London Film Festival 2013. Experimenta, Part 3

The third of four dispatches on some of the goods offered by the 57th London Film Festival’s ‘Experimenta’ section.
Michael Pattison

This is the third of four dispatches on some of the goods offered by the 57th London Film Festival’s ‘Experimenta’ section.

Wherever you go in the world at the moment, stray dogs are very much on the radar. First there was news that the Romanian government had passed a law to euthanize a million strays after a child died in a dog attack. Then there was the Venice Film Festival, where Taiwanese maestro Tsai Ming-liang’s Stray Dogs received the backhanded compliment of effective second prize. Though Tsai’s apparent swansong can be seen at the forthcoming Viennale as well as at Seville European Film Festival next month—with appearances at Toronto and New York already in the bag—the film was a notable absentee when the 57th BFI London Film Festival’s programme was announced. Though many rallied for its late addition, the programming gods proved stubborn.

Enter Taşkafa, the eponymous canine protagonist of a new documentary by Andrea Luka Zimmerman. A Turkish-UK co-production, Taşkafa, Stories of the Street is an effective 66-minute portrait of Istanbul as experienced by humans and canines alike. Though promoted to titular status, Taşkafa is in fact only one of many stray dogs that feature in the film; as multiple characters are introduced and interviewed about their relationship with these dogs—and cats, and birds—the narrative builds a panoramic image of a city whose abandoned pets double as some mirror-image of those human citizens found at society’s more heavily treaded margins.

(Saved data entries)
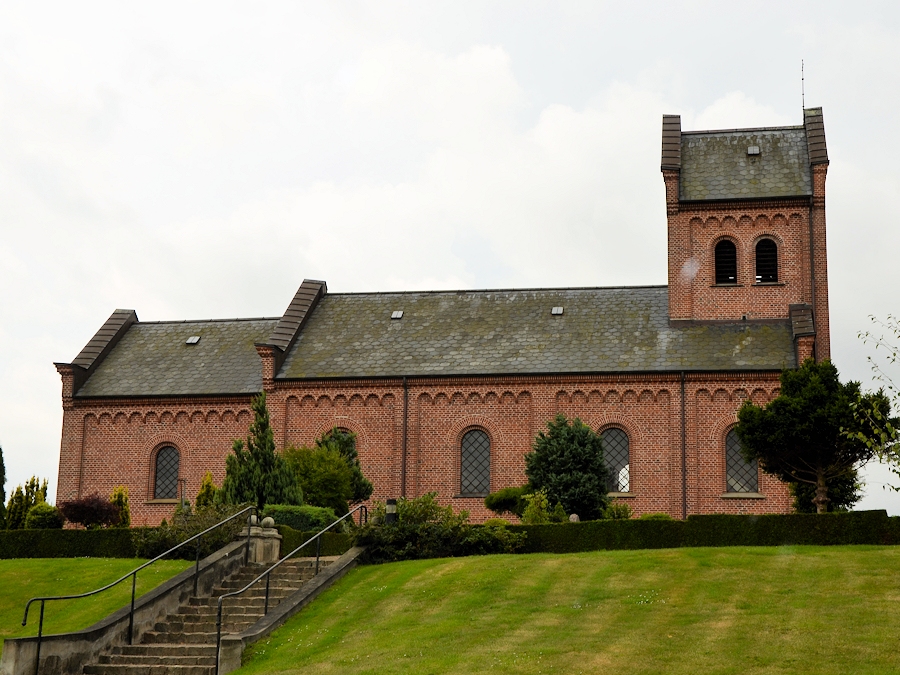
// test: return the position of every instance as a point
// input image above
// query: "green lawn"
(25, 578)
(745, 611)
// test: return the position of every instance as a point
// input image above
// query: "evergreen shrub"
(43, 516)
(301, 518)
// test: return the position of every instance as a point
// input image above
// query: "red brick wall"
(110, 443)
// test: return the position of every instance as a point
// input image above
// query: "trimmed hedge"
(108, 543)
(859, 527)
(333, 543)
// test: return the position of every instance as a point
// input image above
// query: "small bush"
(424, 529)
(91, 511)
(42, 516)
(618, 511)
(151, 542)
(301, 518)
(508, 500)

• [WHAT TO WORK ON]
a – Reproduce the passage of the film festival review from "This is the" up to and including "gods proved stubborn.".
b – List the kinds of animals that the film festival review says the characters in the documentary are interviewed about.
c – Please continue the film festival review from the point where it stops.

• [ANSWERS TO THE EXERCISES]
a –
This is the third of four dispatches on some of the goods offered by the 57th London Film Festival’s ‘Experimenta’ section.

Wherever you go in the world at the moment, stray dogs are very much on the radar. First there was news that the Romanian government had passed a law to euthanize a million strays after a child died in a dog attack. Then there was the Venice Film Festival, where Taiwanese maestro Tsai Ming-liang’s Stray Dogs received the backhanded compliment of effective second prize. Though Tsai’s apparent swansong can be seen at the forthcoming Viennale as well as at Seville European Film Festival next month—with appearances at Toronto and New York already in the bag—the film was a notable absentee when the 57th BFI London Film Festival’s programme was announced. Though many rallied for its late addition, the programming gods proved stubborn.

b – dogs, cats, birds

c –
An early talking head interviewee gets to the crux of the political matter, suggesting that the reason why stray dogs pose a problem to authorities is not because of their physical threat but because homelessness—whether suffered on four legs or two—“destroys the dream”, i.e., that aspired-to symbol of a prosperous city. An Englishman credited as Bill (co-producer Bill McAlister) recounts his initial prejudice toward strays, and then recalls his first encounter with Taşkafa, in which he was firstly prevented from entering a specific part of Istanbul by several dogs, until a local told him to greet and shake Taşkafa’s hand – after which, we’re told, “the dogs melted away” and allowed him to pass.

This amusing image is accounted for, perhaps, by a testimony later in the film by someone who reminds us that, during the Ottoman period, dogs had value as community guardians—and it’s onto this responsibility that the dogs seemingly wish to cling, so as to retain, perhaps, a dignity and self-respect even when relieved of such duties. The film’s anthropomorphist tendencies are infectious: many of Zimmerman’s interviewees speak of these dogs with more affection than they would their fellow humans—which points to the lasting appeal of animals in general, as an equally vulnerable and therefore emotionally compensatory presence in people’s lives.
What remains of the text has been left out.